* [What needs to be done]: Everything from the line containing "Pin every instance of the woman in" through the last line of the data below should be set down exactly, and nothing else.

* [Supplied material]:
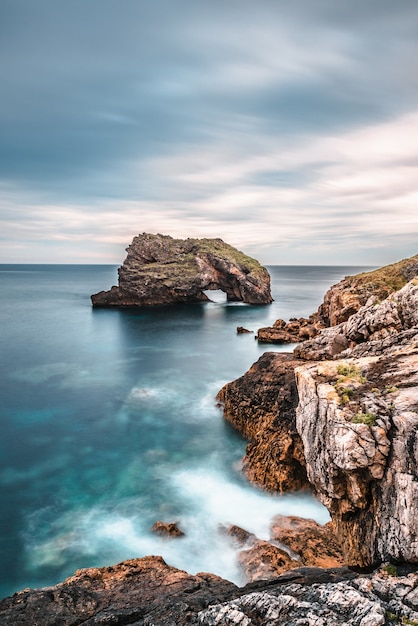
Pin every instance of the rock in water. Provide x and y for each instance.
(161, 270)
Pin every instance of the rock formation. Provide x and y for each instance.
(148, 592)
(261, 406)
(343, 300)
(161, 270)
(357, 416)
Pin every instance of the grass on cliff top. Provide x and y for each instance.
(228, 252)
(387, 279)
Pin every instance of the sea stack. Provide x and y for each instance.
(160, 270)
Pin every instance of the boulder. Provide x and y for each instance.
(358, 421)
(160, 270)
(261, 405)
(342, 301)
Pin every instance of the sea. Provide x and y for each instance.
(109, 422)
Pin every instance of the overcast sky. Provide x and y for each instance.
(289, 128)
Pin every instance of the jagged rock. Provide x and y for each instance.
(167, 529)
(148, 592)
(161, 270)
(263, 560)
(375, 322)
(359, 434)
(294, 331)
(312, 543)
(361, 601)
(138, 591)
(342, 301)
(261, 406)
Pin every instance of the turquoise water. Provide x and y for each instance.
(109, 423)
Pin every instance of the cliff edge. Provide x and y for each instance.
(161, 270)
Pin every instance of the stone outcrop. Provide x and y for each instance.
(358, 421)
(373, 323)
(294, 541)
(311, 543)
(359, 601)
(167, 529)
(160, 270)
(148, 592)
(355, 409)
(261, 406)
(343, 300)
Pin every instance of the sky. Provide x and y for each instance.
(287, 128)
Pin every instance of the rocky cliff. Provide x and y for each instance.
(148, 592)
(161, 270)
(343, 300)
(355, 410)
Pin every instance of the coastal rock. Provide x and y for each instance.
(311, 543)
(160, 270)
(138, 591)
(261, 405)
(358, 422)
(148, 592)
(342, 301)
(374, 322)
(167, 529)
(361, 601)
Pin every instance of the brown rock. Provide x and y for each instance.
(140, 591)
(261, 406)
(167, 529)
(242, 331)
(263, 560)
(314, 544)
(161, 270)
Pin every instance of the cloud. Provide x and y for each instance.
(288, 129)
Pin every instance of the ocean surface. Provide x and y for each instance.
(109, 423)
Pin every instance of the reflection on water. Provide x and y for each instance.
(109, 422)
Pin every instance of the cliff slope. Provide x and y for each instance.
(161, 270)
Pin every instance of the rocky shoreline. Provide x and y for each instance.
(339, 417)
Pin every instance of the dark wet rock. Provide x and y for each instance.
(312, 543)
(342, 301)
(160, 270)
(139, 591)
(351, 601)
(261, 406)
(167, 529)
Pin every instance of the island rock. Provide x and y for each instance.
(160, 270)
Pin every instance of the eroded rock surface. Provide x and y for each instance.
(361, 601)
(359, 433)
(261, 405)
(342, 301)
(161, 270)
(138, 591)
(148, 592)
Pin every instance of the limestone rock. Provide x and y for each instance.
(361, 601)
(167, 529)
(261, 405)
(341, 302)
(374, 322)
(161, 270)
(361, 451)
(138, 591)
(312, 543)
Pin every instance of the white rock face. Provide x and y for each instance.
(365, 473)
(359, 602)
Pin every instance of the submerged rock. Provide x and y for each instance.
(161, 270)
(148, 592)
(342, 301)
(261, 405)
(167, 529)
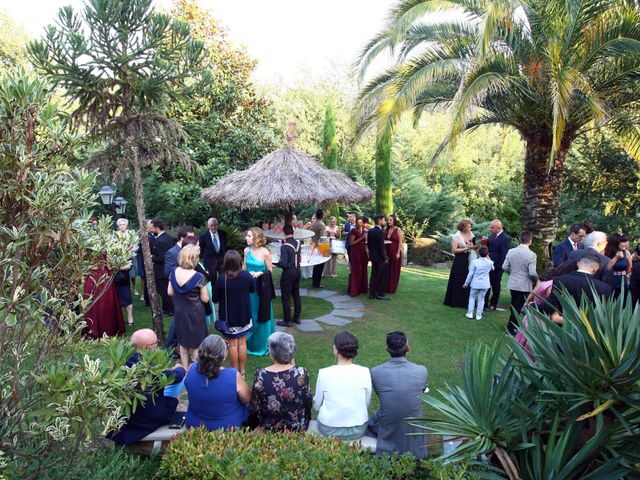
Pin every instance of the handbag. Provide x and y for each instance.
(221, 325)
(338, 247)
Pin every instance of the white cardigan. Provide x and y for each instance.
(343, 393)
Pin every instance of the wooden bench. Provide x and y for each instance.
(166, 434)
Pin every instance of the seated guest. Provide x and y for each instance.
(281, 395)
(343, 392)
(579, 283)
(157, 410)
(218, 396)
(398, 383)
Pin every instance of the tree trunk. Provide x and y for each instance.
(150, 279)
(384, 194)
(542, 189)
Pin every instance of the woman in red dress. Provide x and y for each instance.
(394, 235)
(105, 315)
(359, 259)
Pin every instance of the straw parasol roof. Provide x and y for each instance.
(283, 178)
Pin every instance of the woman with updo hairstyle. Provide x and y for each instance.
(218, 396)
(343, 392)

* [Exercise answer]:
Pin every instance of the woman in red dress. Provide x and y for each instance.
(394, 235)
(105, 315)
(359, 259)
Pin every instance of the straw parasol roof. Provide x and y for each instance.
(283, 178)
Pin every instance of the woman with updo hairstyle. Provide x and y for each instance.
(218, 396)
(343, 392)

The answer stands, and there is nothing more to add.